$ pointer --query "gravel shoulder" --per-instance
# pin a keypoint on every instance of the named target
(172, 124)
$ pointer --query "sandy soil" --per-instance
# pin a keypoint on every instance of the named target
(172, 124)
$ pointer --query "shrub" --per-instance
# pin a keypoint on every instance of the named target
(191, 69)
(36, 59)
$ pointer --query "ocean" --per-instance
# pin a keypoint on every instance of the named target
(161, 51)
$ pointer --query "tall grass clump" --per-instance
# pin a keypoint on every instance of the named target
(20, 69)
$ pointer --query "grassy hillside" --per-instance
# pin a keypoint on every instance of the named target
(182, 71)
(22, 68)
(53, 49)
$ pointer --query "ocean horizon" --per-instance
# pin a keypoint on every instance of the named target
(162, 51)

──────────

## [Stated goal]
Rewrite every one of the entries above as a numbered list, dropping any blank lines.

## [Exercise result]
1. $ pointer --query "gravel shoulder" --per-instance
2. # pin a keypoint on every instance of the named target
3. (172, 124)
4. $ pointer --query "sandy soil" --per-instance
5. # pin a keypoint on every instance of the named target
6. (172, 124)
7. $ pointer --query "shrub" --per-instance
8. # pin a keypoint on every instance of the named target
9. (191, 69)
10. (36, 59)
11. $ pointer --query "ocean" --per-instance
12. # pin a keypoint on every instance of the named target
13. (161, 51)
14. $ pointer --query "tall grass clump" --per-instance
15. # pin a keypoint on every instance of the named target
16. (20, 69)
17. $ pointer --query "grassy hillside" --per-instance
18. # pin a keypoint on every instance of the named target
19. (182, 71)
20. (22, 68)
21. (53, 49)
22. $ pointer --query "ocean horizon" --per-instance
23. # pin a keypoint on every instance of the named target
24. (162, 51)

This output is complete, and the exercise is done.